* [Stated problem]
Convert every line of the rows below into a Markdown table with two columns, n for the line number and Line for the line itself. Skip blank lines and leave the pictures out.

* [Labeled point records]
Begin
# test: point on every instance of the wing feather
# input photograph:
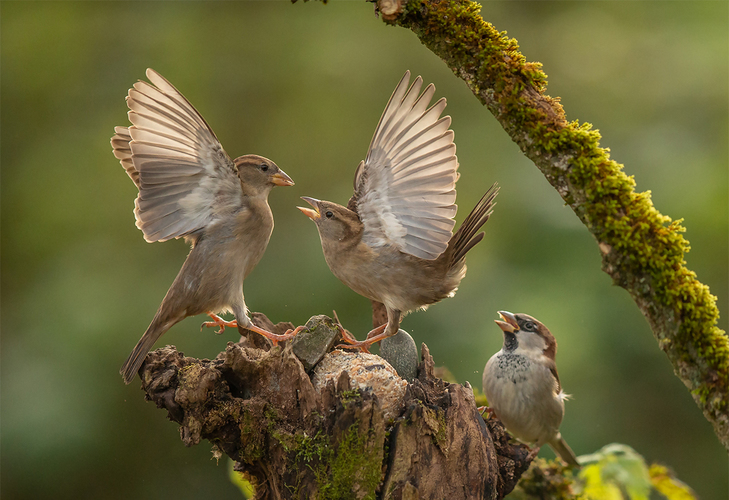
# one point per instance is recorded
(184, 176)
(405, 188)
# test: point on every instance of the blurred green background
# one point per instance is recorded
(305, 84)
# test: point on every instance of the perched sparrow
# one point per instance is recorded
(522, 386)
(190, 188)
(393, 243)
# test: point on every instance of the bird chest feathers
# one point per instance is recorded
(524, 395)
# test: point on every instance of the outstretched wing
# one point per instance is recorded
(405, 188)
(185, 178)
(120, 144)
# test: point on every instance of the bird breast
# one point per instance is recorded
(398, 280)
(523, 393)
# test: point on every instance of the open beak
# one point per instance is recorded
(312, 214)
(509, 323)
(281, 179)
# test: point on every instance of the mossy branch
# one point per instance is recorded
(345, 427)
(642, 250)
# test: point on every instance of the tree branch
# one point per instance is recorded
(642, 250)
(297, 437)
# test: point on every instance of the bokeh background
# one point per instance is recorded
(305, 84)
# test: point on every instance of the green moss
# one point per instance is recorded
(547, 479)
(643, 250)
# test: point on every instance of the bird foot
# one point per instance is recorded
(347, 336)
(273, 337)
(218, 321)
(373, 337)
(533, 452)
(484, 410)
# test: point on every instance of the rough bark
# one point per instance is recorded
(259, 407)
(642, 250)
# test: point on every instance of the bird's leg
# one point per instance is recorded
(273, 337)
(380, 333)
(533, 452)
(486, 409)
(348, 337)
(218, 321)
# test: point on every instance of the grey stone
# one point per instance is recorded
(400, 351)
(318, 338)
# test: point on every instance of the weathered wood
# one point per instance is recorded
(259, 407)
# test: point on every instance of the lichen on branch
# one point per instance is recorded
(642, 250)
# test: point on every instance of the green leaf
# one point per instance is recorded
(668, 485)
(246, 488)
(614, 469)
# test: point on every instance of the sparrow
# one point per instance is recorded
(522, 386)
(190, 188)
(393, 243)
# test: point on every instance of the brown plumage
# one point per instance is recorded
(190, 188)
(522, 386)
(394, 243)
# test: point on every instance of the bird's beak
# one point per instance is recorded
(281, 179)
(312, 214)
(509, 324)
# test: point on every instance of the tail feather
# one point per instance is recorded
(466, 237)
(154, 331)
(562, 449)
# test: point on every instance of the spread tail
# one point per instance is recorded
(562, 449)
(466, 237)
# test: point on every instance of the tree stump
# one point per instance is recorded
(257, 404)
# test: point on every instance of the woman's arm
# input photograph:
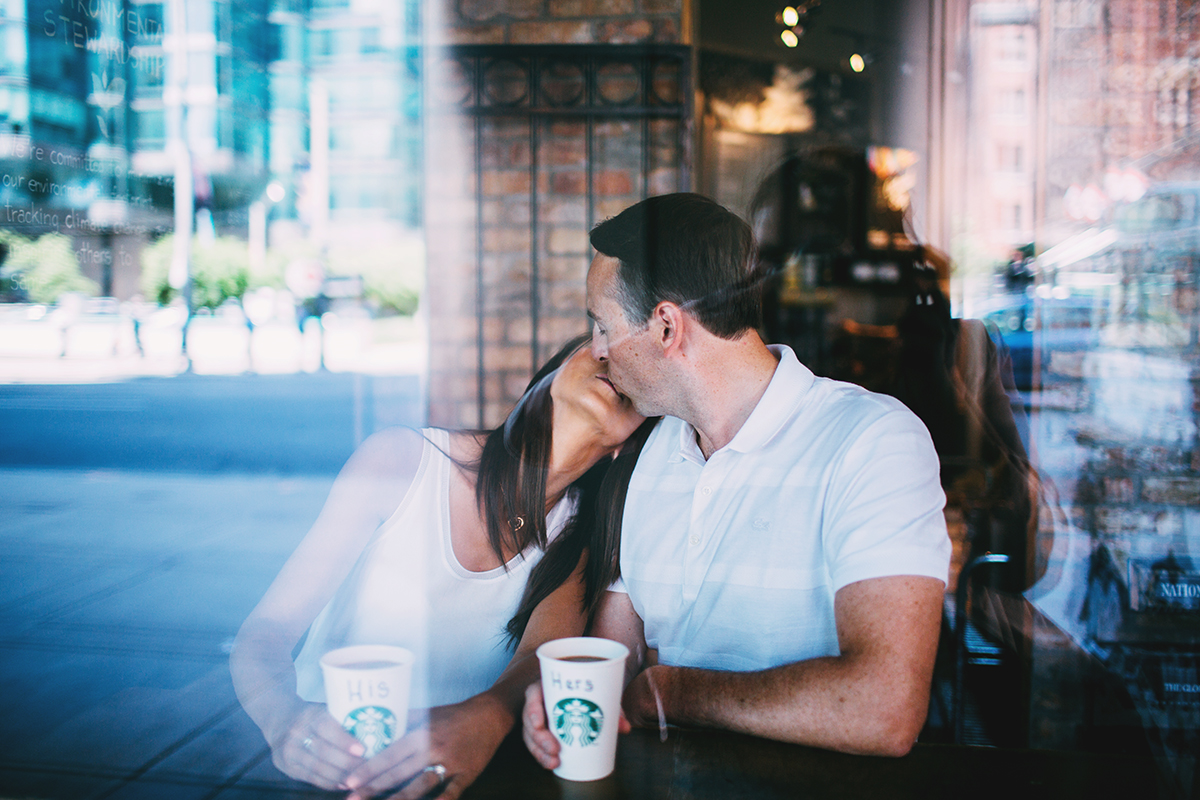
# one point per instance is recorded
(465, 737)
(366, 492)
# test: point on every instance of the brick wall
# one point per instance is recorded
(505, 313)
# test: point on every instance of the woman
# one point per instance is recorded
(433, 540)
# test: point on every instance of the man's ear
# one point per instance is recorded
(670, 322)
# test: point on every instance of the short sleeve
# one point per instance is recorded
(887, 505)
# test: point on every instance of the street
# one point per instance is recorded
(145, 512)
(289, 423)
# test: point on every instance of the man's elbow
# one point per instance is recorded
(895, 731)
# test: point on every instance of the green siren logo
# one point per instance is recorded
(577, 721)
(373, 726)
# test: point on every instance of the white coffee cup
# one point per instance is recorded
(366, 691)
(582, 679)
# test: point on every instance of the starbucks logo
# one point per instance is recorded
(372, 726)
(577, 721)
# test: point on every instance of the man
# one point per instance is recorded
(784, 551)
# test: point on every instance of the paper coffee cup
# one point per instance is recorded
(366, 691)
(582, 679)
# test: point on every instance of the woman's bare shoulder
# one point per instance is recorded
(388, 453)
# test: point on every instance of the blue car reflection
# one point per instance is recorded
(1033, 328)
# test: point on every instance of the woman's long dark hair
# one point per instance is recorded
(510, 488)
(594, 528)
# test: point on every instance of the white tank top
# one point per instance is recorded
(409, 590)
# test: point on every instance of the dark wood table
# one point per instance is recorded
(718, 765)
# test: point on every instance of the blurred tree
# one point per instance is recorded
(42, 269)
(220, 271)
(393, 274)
End
* [Exercise solution]
| n | Line |
|---|---|
| 1 | # test: point on every instance of the wing feather |
| 2 | # input photograph: |
| 3 | # one point per instance is recorded |
| 4 | (184, 176) |
| 5 | (405, 188) |
| 6 | # test: point on every instance of the blurred green background |
| 7 | # one point per instance is recorded |
| 8 | (305, 84) |
| 9 | # test: point on every instance of the perched sparrow |
| 10 | # one point per instance is recorded |
| 11 | (522, 386) |
| 12 | (190, 188) |
| 13 | (393, 243) |
| 14 | # test: point on every instance of the bird chest feathers |
| 15 | # one point per instance is recorded |
| 16 | (524, 395) |
| 17 | # test: point on every instance of the outstretched wing |
| 18 | # one point per instance is recorded |
| 19 | (405, 188) |
| 20 | (185, 178) |
| 21 | (120, 144) |
| 22 | # test: point on every instance of the bird breast |
| 23 | # one point per instance is recorded |
| 24 | (398, 280) |
| 25 | (523, 393) |
| 26 | # test: point on every instance of the open beak |
| 27 | # one point per instance is recorded |
| 28 | (312, 214) |
| 29 | (509, 323) |
| 30 | (281, 179) |
| 31 | # test: point on every instance of the mossy branch |
| 32 | # one point per instance is recorded |
| 33 | (345, 427) |
| 34 | (642, 250) |
| 35 | # test: point on every instance of the tree branch |
| 36 | # one point per instance is recorded |
| 37 | (642, 250) |
| 38 | (297, 437) |
| 39 | # test: point on every instance of the bokeh background |
| 40 | # one point per instance is recorded |
| 41 | (305, 84) |
| 42 | # test: point on every instance of the green moss |
| 43 | # one point per instance is recorded |
| 44 | (547, 479) |
| 45 | (643, 250) |
| 46 | # test: point on every instance of the bird foot |
| 47 | # one point per instance is recorded |
| 48 | (347, 336) |
| 49 | (273, 337) |
| 50 | (218, 321) |
| 51 | (373, 337) |
| 52 | (533, 452) |
| 53 | (484, 410) |
| 54 | # test: point on every instance of the rough bark |
| 55 | # one point per instance is recorded |
| 56 | (259, 407) |
| 57 | (642, 250) |
| 58 | # test: point on every instance of the bird's leg |
| 59 | # one point per instance is recorded |
| 60 | (273, 337) |
| 61 | (380, 333) |
| 62 | (533, 452) |
| 63 | (486, 409) |
| 64 | (348, 337) |
| 65 | (218, 321) |
| 66 | # test: point on every instance of the grey stone |
| 67 | # one point per instance is recorded |
| 68 | (400, 351) |
| 69 | (318, 338) |
| 70 | # test: point on every instance of the weathered wood |
| 71 | # one point per instance is recorded |
| 72 | (259, 407) |
| 73 | # test: point on every instance of the lichen on branch |
| 74 | # one point per instance is recorded |
| 75 | (642, 250) |
| 76 | # test: point on every instance of the green leaf |
| 77 | # one point per instance is recorded |
| 78 | (668, 485) |
| 79 | (246, 488) |
| 80 | (614, 469) |
| 81 | # test: point on every instance of the sparrow |
| 82 | # one point per instance is recorded |
| 83 | (522, 386) |
| 84 | (190, 188) |
| 85 | (393, 243) |
| 86 | # test: point on every instance of the brown plumage |
| 87 | # one point per instance is recorded |
| 88 | (190, 188) |
| 89 | (522, 386) |
| 90 | (394, 243) |
| 91 | # test: point on every instance of the bird's beak |
| 92 | # one point per instance is recorded |
| 93 | (281, 179) |
| 94 | (312, 214) |
| 95 | (509, 324) |
| 96 | # test: point on every instance of the tail feather |
| 97 | # one point per instance is recorded |
| 98 | (466, 237) |
| 99 | (154, 331) |
| 100 | (562, 449) |
| 101 | # test: point on every instance of the spread tail |
| 102 | # one point per instance is recorded |
| 103 | (562, 449) |
| 104 | (466, 237) |
| 105 | # test: point on every instance of the tree stump |
| 106 | # one point per instance is recorded |
| 107 | (257, 404) |
| 108 | # test: point on every instance of the woman's arm |
| 109 | # input photograph: |
| 110 | # one point per instance is recorded |
| 111 | (465, 737) |
| 112 | (366, 492) |
| 113 | # test: point on every instance of the brick wall |
| 114 | # one point per instance is recorded |
| 115 | (505, 313) |
| 116 | # test: point on every instance of the woman |
| 117 | # one point per instance is recorded |
| 118 | (433, 540) |
| 119 | # test: point on every instance of the man's ear |
| 120 | # one point per instance is recorded |
| 121 | (670, 322) |
| 122 | # test: point on every instance of the short sleeve |
| 123 | # one point per instance is recorded |
| 124 | (887, 505) |
| 125 | # test: point on every instance of the street |
| 126 | # one point per instance is recorded |
| 127 | (145, 512) |
| 128 | (289, 423) |
| 129 | # test: point on every instance of the man's elbow |
| 130 | # one point per instance is recorded |
| 131 | (895, 731) |
| 132 | # test: point on every instance of the green siren logo |
| 133 | # one point per instance is recorded |
| 134 | (577, 721) |
| 135 | (373, 726) |
| 136 | # test: point on every instance of the white coffee cup |
| 137 | # one point per instance is recorded |
| 138 | (366, 691) |
| 139 | (582, 679) |
| 140 | # test: point on every instance of the starbucks logo |
| 141 | # one point per instance is recorded |
| 142 | (372, 726) |
| 143 | (577, 721) |
| 144 | # test: point on every instance of the man |
| 145 | # one point per instance is recorded |
| 146 | (784, 551) |
| 147 | # test: point on every instance of the paper coffee cup |
| 148 | # one point per instance is recorded |
| 149 | (366, 691) |
| 150 | (582, 679) |
| 151 | # test: point on every instance of the woman's bare shoulder |
| 152 | # one point per instance is recorded |
| 153 | (388, 453) |
| 154 | # test: point on every instance of the blue car reflection |
| 155 | # one point per instance is recorded |
| 156 | (1033, 328) |
| 157 | # test: point on every instance of the woman's long dark hair |
| 158 | # one point per instance is recorded |
| 159 | (510, 488) |
| 160 | (594, 528) |
| 161 | # test: point on every instance of the white tank top |
| 162 | # one point per instance is recorded |
| 163 | (409, 590) |
| 164 | # test: point on every instance of the dark wood table |
| 165 | # one point per instance is recorded |
| 166 | (718, 765) |
| 167 | # test: point on every instance of the blurred tree |
| 168 | # one point per instance is recorded |
| 169 | (42, 269) |
| 170 | (220, 271) |
| 171 | (393, 274) |